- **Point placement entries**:
****************************************
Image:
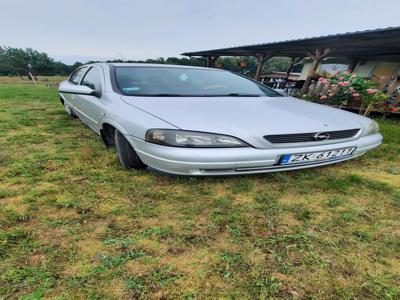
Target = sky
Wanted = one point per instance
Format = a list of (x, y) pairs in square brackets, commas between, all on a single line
[(81, 30)]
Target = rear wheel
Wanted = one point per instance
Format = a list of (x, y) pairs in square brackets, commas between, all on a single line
[(126, 154), (69, 110)]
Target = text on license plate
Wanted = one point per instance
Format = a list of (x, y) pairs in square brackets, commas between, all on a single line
[(315, 156)]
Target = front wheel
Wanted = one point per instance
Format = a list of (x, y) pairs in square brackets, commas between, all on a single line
[(126, 154)]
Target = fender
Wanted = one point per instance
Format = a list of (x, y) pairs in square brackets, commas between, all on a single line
[(110, 143)]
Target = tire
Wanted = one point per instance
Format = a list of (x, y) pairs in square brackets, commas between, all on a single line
[(69, 110), (126, 154)]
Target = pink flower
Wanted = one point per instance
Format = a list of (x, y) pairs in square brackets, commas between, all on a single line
[(371, 91), (323, 80)]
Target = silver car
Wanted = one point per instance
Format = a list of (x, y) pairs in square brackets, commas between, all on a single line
[(200, 121)]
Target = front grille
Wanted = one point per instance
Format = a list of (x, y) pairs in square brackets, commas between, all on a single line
[(309, 137)]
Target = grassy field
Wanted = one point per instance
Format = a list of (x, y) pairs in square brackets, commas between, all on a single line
[(75, 224), (41, 80)]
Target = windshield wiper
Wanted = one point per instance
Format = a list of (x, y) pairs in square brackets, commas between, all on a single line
[(238, 95), (200, 95)]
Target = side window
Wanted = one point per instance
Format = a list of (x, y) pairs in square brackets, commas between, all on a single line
[(77, 75), (92, 79)]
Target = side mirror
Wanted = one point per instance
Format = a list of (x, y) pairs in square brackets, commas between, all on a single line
[(78, 89)]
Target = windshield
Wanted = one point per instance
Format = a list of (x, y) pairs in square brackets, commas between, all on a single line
[(176, 82)]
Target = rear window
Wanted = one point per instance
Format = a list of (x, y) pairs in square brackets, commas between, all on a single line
[(175, 81)]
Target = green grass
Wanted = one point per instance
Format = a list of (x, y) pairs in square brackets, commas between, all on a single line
[(75, 224)]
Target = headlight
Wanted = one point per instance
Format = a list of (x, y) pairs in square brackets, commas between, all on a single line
[(373, 128), (193, 139)]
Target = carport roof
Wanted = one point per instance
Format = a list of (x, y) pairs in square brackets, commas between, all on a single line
[(368, 43)]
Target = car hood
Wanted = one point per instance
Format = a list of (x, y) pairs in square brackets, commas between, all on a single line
[(248, 118)]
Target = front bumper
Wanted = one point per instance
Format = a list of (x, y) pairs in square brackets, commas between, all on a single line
[(234, 161)]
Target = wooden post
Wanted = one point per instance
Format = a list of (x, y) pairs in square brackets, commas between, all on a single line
[(393, 86), (316, 56), (211, 61), (352, 66), (32, 77), (293, 62), (261, 59)]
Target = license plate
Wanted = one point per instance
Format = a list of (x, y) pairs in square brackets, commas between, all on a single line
[(315, 156)]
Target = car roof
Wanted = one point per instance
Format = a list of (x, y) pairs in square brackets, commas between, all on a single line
[(157, 65)]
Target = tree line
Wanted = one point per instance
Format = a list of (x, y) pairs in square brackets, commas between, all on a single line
[(21, 62)]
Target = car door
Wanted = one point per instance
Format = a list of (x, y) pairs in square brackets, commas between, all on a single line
[(74, 79), (91, 106)]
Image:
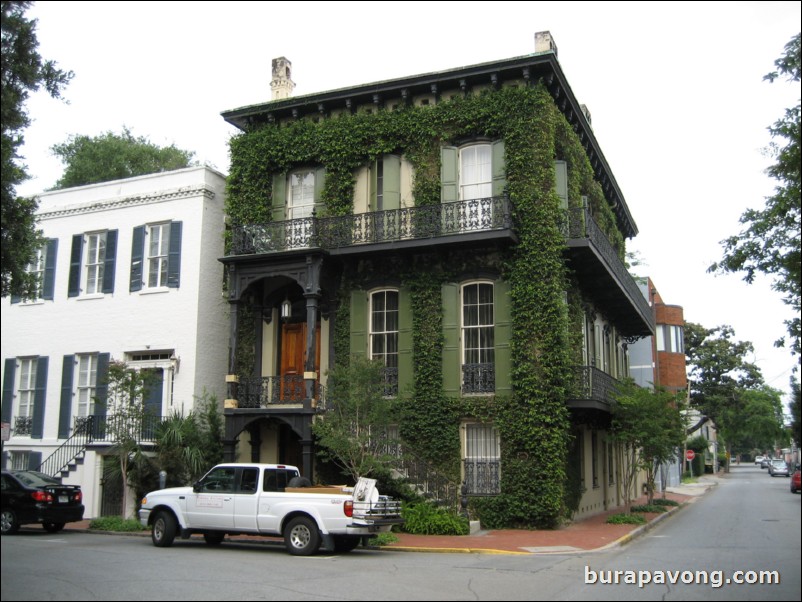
****************************************
- **To be done**: Move each coordinate in the answers by adding -120 to it, and reproduce every line of the entries from the one containing "Target = green grass" through the end of the entries, inclusive. Leave the pictures out of your response.

- **Task result**:
Target = green grass
Wanted = one point per instance
Format = a list of (x, y) pairs in square brackets, commas between, all on a single line
[(-45, 104)]
Target = headlight
Wanted = one point per instance
Format = a list of (x, y) pairs in square brackets, commas between, all on a single line
[(253, 8), (73, 19)]
Target = carport roof
Wanted = one point per instance
Format = a list of (x, y) pairs in square brackets, commas between, all on a single line
[(248, -77)]
Target = car hood
Wanted = one point per instance
Format = a list of (x, y) pairs in square brackets, commas between, all on a single line
[(128, -2)]
Target = front bumper
Wanted = one point per instance
Format = a list of (x, y) pairs in square brackets, commas between, all on a single line
[(114, 41)]
Target = wooden post
Wanted = one point per instance
Format = a list of (x, y) pairs in square brackets, commas between, all on a single line
[(273, -34), (196, -64), (91, -59), (232, -54), (-88, -43), (173, -58), (141, -61)]
Target = license plate
Wanted = one point per instance
Format = a list of (x, y) pairs in square brackets, commas between, all on a single line
[(195, 36)]
Target = car roof
Wanted = one point per instance
Format = a list of (x, y) pairs in square brackets, commas between, all on a single line
[(37, -55)]
Target = tree line
Wanted = one point per instance
Format = a list of (x, y) pairs in square brackets, commas between, all on a single line
[(-99, -58)]
Target = car door
Wanted = one point per instance
Format = a list of (x, y) pairs in square brackets, commas between, all on a single line
[(-46, -41), (-29, -14)]
Image:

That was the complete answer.